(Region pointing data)
========

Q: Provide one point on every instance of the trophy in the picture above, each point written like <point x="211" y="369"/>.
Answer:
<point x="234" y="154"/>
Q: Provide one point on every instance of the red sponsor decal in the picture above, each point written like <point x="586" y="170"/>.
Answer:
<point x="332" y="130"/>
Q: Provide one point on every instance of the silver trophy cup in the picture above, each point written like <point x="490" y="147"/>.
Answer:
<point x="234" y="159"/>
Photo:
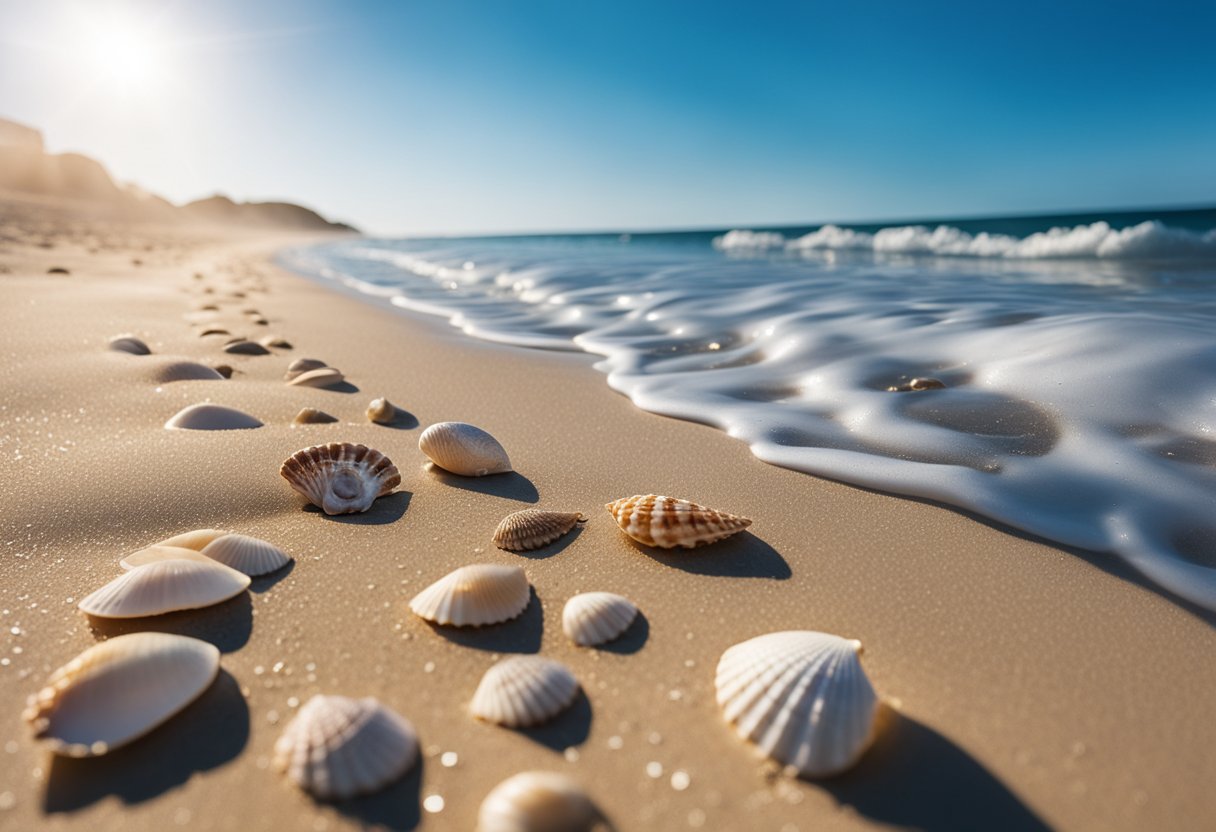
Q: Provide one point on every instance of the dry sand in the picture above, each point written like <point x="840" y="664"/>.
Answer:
<point x="1039" y="687"/>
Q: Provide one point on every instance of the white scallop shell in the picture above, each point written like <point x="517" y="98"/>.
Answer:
<point x="801" y="697"/>
<point x="210" y="417"/>
<point x="666" y="522"/>
<point x="342" y="477"/>
<point x="338" y="747"/>
<point x="463" y="449"/>
<point x="474" y="595"/>
<point x="538" y="802"/>
<point x="247" y="555"/>
<point x="594" y="618"/>
<point x="119" y="690"/>
<point x="164" y="586"/>
<point x="524" y="690"/>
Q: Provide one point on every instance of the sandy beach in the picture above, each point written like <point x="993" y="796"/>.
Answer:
<point x="1034" y="687"/>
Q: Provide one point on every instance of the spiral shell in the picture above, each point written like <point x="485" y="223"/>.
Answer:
<point x="341" y="478"/>
<point x="801" y="697"/>
<point x="666" y="522"/>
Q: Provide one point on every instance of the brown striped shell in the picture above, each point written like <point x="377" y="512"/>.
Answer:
<point x="341" y="478"/>
<point x="533" y="528"/>
<point x="668" y="523"/>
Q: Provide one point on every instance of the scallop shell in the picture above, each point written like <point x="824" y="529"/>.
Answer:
<point x="129" y="344"/>
<point x="164" y="586"/>
<point x="524" y="690"/>
<point x="666" y="522"/>
<point x="210" y="417"/>
<point x="474" y="595"/>
<point x="463" y="449"/>
<point x="538" y="802"/>
<point x="341" y="478"/>
<point x="801" y="697"/>
<point x="119" y="690"/>
<point x="533" y="528"/>
<point x="595" y="618"/>
<point x="338" y="747"/>
<point x="249" y="556"/>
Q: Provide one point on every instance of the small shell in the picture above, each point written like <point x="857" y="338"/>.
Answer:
<point x="463" y="449"/>
<point x="524" y="690"/>
<point x="341" y="478"/>
<point x="314" y="416"/>
<point x="666" y="522"/>
<point x="247" y="555"/>
<point x="300" y="366"/>
<point x="212" y="417"/>
<point x="129" y="344"/>
<point x="164" y="586"/>
<point x="338" y="747"/>
<point x="595" y="618"/>
<point x="474" y="595"/>
<point x="533" y="528"/>
<point x="801" y="697"/>
<point x="538" y="802"/>
<point x="319" y="377"/>
<point x="119" y="690"/>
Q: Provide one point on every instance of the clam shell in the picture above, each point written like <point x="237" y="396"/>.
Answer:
<point x="164" y="586"/>
<point x="338" y="747"/>
<point x="524" y="690"/>
<point x="119" y="690"/>
<point x="801" y="697"/>
<point x="595" y="618"/>
<point x="341" y="478"/>
<point x="210" y="417"/>
<point x="533" y="528"/>
<point x="474" y="595"/>
<point x="538" y="802"/>
<point x="666" y="522"/>
<point x="249" y="556"/>
<point x="463" y="449"/>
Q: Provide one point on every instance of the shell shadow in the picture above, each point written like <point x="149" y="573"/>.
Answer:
<point x="915" y="777"/>
<point x="510" y="485"/>
<point x="207" y="734"/>
<point x="228" y="625"/>
<point x="739" y="556"/>
<point x="519" y="635"/>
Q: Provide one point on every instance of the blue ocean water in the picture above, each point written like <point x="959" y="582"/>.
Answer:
<point x="1076" y="354"/>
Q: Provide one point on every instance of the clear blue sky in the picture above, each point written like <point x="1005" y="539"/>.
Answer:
<point x="449" y="116"/>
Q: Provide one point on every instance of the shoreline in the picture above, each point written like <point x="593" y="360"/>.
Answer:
<point x="1024" y="673"/>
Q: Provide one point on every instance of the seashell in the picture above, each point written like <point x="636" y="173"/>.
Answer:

========

#### [Task directions]
Give exactly the lines from the one with "Q: Provide one point on every instance of the shell" to the end of the entries, nothing before them.

#### [Answer below]
Q: Provide one point on every instance of the shell shadow in the picture above, each point written like <point x="149" y="573"/>.
Answer:
<point x="915" y="777"/>
<point x="510" y="485"/>
<point x="207" y="734"/>
<point x="228" y="625"/>
<point x="739" y="556"/>
<point x="519" y="635"/>
Q: Provide one point on every instance of the blue ocean water in the picture above, each point written like <point x="959" y="582"/>.
Answer:
<point x="1076" y="354"/>
Q: Provide one point on every instance of the clear blue sky in the picture above, each point written like <point x="1005" y="539"/>.
Answer:
<point x="449" y="116"/>
Q: Provide one point on every instance of the shoreline in the picture above, each point written like <point x="593" y="360"/>.
Answer:
<point x="1024" y="673"/>
Q: Provide one point on every instance of the seashell in the picture above, each point written like <point x="636" y="173"/>.
Answer:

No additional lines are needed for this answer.